##### Records shown
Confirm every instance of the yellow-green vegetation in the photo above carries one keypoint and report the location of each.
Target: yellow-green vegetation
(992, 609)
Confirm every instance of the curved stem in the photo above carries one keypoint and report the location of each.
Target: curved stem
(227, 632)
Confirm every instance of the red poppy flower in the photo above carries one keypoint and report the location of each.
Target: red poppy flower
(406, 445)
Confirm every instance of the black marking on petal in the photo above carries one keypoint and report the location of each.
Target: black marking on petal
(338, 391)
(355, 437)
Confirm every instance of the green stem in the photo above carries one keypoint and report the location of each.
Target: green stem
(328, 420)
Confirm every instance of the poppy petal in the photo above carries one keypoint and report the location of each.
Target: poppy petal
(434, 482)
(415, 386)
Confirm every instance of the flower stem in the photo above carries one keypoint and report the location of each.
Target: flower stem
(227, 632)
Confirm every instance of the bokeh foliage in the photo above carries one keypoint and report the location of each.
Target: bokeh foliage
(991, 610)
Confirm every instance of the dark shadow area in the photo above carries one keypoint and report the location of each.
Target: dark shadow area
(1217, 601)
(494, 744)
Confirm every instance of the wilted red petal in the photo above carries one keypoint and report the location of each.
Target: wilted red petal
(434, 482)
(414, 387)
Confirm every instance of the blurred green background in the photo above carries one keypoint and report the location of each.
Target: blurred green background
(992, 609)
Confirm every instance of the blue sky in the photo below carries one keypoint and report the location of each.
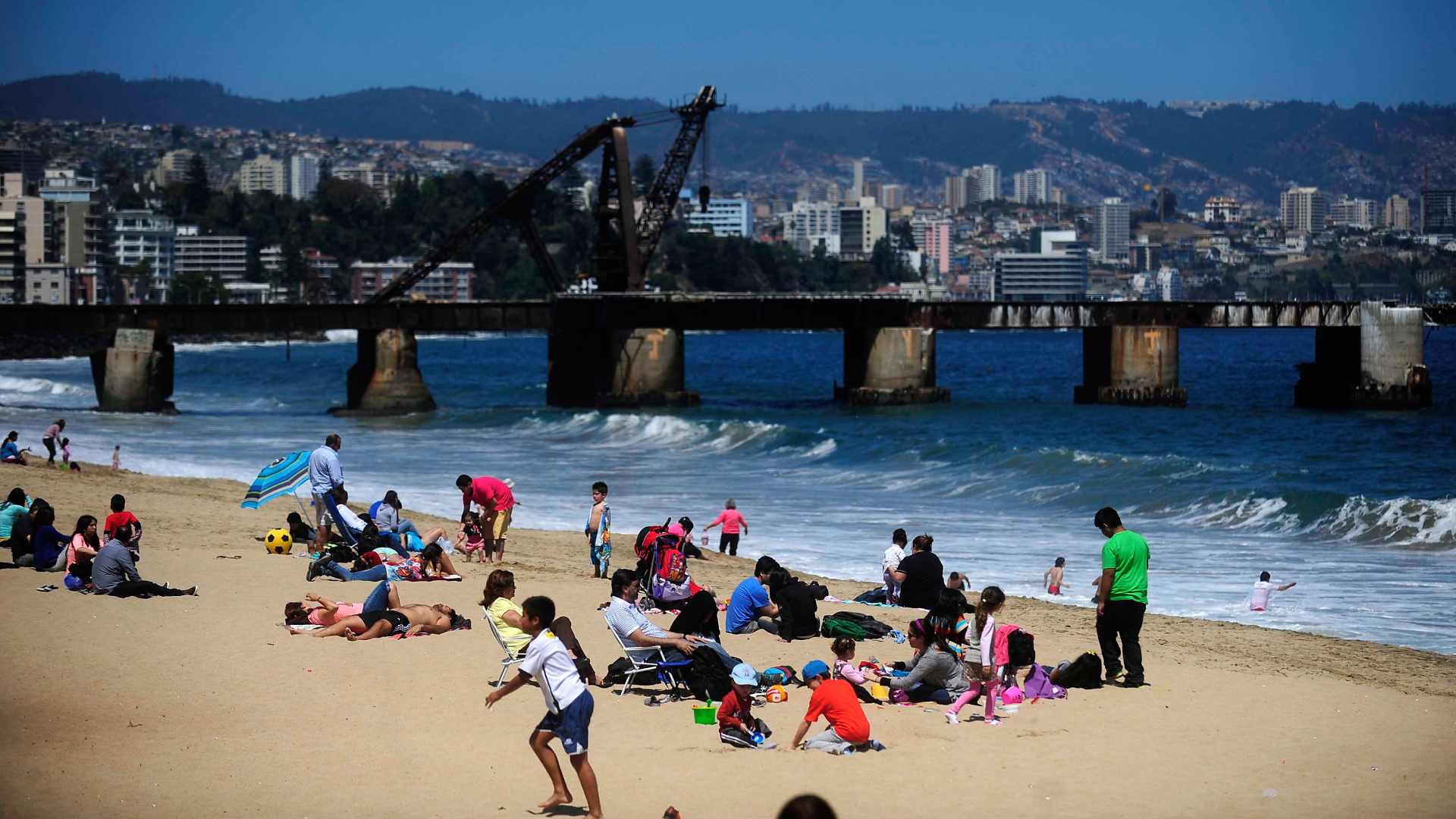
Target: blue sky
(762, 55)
##########
##### Records shown
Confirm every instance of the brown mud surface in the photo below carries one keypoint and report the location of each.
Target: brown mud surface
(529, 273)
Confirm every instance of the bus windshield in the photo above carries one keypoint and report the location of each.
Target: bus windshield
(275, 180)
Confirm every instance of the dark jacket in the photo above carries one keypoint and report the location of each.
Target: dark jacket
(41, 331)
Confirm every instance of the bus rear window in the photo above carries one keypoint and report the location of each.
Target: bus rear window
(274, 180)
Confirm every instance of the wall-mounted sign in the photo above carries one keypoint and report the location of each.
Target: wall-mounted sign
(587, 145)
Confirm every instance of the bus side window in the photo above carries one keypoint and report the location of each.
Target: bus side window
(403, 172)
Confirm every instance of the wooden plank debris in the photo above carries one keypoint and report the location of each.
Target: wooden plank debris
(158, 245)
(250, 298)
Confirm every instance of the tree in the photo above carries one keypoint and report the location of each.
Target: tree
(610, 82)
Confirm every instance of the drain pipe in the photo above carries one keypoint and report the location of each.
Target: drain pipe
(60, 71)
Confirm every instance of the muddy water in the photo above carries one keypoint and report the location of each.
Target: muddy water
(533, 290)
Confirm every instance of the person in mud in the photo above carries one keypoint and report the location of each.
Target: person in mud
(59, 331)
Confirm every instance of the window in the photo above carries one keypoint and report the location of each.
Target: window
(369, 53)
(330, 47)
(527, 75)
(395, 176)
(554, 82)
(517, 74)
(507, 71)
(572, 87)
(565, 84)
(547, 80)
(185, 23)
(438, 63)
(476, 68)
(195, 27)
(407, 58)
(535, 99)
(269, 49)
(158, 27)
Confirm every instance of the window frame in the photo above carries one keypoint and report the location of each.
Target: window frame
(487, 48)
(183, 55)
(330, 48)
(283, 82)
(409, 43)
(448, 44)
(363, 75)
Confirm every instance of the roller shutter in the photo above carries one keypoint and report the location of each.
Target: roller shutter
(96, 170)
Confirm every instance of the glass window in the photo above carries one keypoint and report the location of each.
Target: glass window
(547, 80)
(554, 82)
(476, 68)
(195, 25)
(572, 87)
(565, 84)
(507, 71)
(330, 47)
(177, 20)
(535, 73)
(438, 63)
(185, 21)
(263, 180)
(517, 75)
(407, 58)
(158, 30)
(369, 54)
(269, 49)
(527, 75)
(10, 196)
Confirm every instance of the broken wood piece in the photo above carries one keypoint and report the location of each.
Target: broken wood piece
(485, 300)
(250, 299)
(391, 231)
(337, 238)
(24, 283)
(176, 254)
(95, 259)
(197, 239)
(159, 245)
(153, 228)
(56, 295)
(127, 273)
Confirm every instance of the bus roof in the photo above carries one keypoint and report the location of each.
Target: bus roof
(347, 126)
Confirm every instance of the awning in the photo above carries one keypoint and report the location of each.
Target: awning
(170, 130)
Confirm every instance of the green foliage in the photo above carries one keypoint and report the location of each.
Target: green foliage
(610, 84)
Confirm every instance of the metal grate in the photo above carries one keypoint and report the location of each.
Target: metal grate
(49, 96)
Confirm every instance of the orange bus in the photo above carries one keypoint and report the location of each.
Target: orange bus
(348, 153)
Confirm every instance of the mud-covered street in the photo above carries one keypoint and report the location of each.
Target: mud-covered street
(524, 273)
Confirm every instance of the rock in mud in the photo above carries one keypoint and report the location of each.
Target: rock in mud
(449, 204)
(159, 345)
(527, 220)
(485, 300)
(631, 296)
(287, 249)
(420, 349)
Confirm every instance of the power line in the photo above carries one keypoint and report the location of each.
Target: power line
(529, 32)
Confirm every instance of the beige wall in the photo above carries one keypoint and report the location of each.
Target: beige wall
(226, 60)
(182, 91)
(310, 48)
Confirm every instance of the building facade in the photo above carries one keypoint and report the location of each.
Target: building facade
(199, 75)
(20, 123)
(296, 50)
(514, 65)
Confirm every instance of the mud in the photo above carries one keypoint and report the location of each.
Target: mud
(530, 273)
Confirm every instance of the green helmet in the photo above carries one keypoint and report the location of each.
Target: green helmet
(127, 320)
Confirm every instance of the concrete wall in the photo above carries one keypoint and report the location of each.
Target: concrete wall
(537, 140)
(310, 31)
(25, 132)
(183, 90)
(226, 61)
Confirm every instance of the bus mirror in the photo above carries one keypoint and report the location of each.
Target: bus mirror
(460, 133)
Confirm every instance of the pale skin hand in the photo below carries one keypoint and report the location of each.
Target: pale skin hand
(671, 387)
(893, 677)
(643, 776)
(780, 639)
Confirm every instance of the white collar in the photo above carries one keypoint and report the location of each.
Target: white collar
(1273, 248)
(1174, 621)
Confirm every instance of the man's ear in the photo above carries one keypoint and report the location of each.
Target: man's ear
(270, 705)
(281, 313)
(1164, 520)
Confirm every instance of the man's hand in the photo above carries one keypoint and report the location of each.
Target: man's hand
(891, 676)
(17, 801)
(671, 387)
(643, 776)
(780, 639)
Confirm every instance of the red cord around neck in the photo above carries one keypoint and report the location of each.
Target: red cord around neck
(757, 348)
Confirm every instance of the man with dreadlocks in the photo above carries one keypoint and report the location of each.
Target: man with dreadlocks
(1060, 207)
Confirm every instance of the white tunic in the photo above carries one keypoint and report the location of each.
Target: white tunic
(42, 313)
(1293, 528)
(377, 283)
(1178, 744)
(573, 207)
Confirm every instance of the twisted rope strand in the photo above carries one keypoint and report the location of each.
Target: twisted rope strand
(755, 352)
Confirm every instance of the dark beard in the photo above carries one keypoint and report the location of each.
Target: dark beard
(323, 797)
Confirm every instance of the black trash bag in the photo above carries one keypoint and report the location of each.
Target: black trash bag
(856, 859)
##########
##### Records shown
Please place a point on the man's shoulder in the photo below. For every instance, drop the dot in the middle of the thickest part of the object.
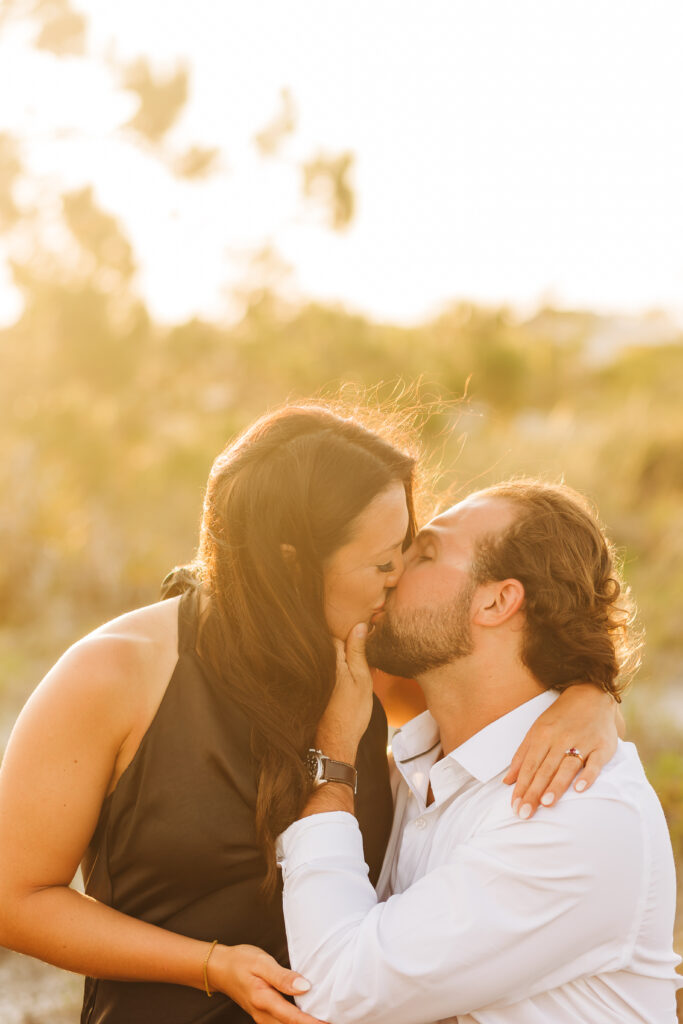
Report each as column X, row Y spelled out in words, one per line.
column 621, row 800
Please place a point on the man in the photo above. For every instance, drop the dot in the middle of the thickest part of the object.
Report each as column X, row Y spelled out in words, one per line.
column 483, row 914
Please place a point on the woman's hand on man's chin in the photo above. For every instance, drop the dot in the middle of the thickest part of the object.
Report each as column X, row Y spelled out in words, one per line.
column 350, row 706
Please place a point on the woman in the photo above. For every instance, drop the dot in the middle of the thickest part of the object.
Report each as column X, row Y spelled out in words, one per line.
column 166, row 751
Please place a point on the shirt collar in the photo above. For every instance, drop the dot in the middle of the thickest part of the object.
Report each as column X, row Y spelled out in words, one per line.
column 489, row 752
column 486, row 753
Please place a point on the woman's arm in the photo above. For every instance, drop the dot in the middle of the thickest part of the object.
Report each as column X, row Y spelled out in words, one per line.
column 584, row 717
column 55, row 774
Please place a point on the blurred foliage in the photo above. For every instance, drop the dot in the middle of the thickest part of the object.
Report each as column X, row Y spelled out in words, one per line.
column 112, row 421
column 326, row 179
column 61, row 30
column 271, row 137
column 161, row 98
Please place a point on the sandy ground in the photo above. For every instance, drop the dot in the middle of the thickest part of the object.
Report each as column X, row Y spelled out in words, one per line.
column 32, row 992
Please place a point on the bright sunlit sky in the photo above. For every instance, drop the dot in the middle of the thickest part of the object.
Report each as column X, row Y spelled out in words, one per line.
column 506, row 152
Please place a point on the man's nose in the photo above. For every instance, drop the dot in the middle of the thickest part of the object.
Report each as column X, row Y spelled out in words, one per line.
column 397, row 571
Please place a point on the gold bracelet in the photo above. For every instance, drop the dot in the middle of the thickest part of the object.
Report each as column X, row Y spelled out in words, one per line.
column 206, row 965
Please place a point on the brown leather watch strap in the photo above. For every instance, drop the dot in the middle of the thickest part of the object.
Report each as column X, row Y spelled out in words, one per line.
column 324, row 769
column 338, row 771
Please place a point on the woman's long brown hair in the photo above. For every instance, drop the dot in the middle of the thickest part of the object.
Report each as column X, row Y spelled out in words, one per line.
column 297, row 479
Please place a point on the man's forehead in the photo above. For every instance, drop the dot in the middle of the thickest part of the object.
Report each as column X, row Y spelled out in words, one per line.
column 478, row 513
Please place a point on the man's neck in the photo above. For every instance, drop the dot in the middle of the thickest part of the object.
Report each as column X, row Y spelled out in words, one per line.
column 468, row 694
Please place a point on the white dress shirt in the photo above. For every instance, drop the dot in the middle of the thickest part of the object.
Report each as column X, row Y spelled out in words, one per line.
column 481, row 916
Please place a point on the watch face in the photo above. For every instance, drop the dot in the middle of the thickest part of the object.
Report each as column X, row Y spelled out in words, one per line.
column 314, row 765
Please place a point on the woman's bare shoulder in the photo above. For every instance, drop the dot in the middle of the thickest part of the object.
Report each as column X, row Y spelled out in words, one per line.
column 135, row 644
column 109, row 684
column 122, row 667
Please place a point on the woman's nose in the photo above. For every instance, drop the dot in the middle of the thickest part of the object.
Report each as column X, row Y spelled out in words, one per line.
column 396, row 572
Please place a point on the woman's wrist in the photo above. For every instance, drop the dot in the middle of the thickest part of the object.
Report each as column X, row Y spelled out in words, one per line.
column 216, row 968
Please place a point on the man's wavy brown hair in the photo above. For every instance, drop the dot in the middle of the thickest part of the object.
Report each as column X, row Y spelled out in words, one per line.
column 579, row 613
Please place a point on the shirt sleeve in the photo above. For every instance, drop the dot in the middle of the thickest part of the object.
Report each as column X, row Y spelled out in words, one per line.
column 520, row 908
##########
Task instructions: Print the lines of the stored entries above, from the line containing "Please place a point on the man's wavy" up to and including the line containing "column 579, row 613", exactly as they appear.

Reply:
Please place a point on the man's wavy brown hair in the photo above. For every instance, drop the dot in the middle of the thickest part of the object.
Report each as column X, row Y spelled out in words, one per line.
column 579, row 613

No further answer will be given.